Recast the lines of the material below as a numbered list, omitting blank lines and leaving out the pictures.
▶
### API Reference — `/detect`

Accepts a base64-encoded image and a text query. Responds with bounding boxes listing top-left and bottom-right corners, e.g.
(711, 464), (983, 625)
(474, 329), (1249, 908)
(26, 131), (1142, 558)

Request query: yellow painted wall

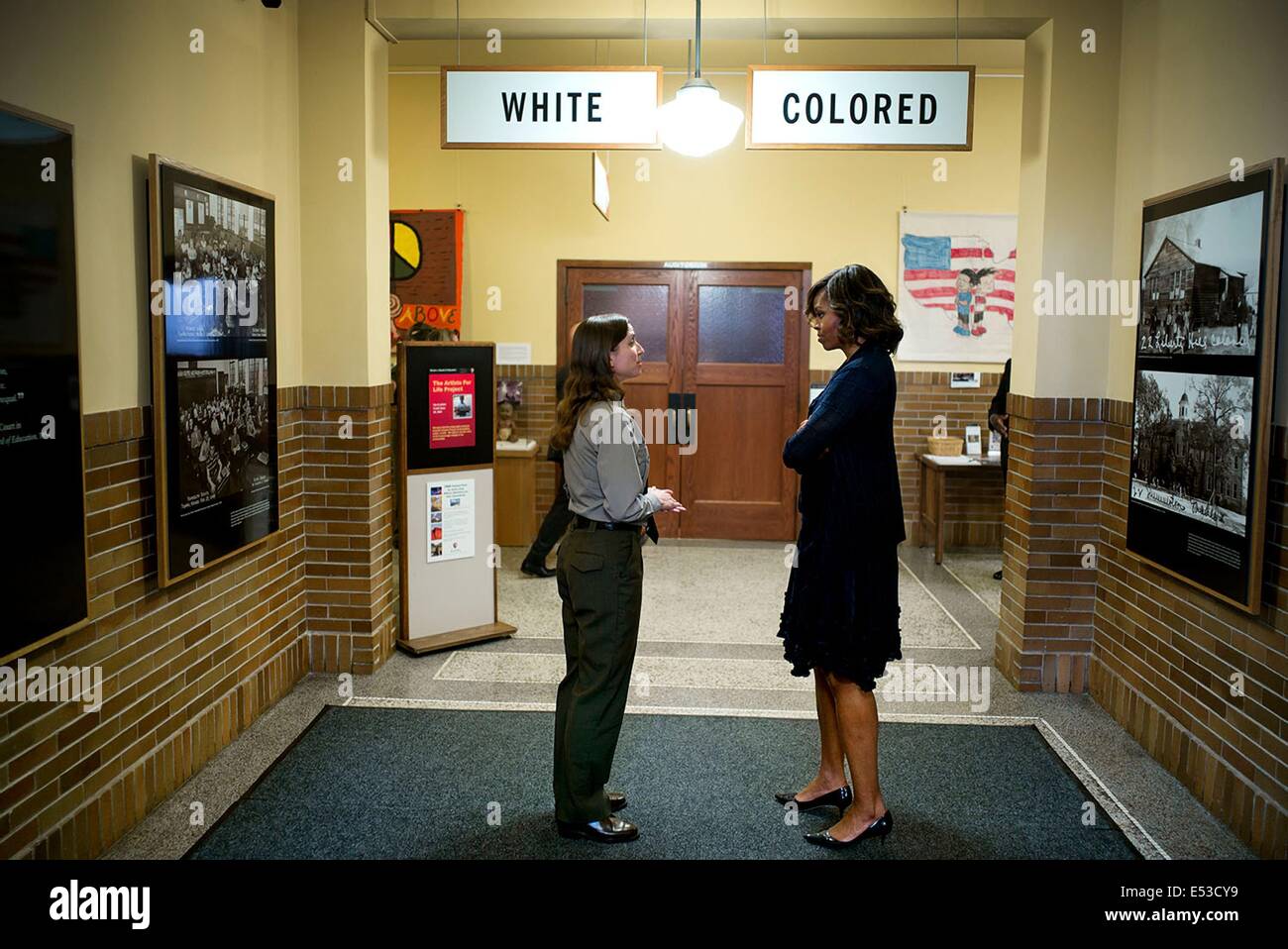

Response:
(1109, 0), (1288, 404)
(300, 0), (389, 386)
(389, 42), (1024, 370)
(0, 0), (301, 412)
◀
**The response**
1. ### API Reference — `/detect`
2. Accepts a base64-encoded image and a text query. Responds with bounding boxes listing top-left and bottom-right corners, e.g.
3. (711, 464), (983, 625)
4. (474, 329), (1249, 908)
5. (26, 131), (1142, 558)
6. Request query: yellow painted wall
7. Response:
8. (1109, 0), (1288, 404)
9. (300, 0), (389, 386)
10. (389, 42), (1024, 370)
11. (0, 0), (301, 412)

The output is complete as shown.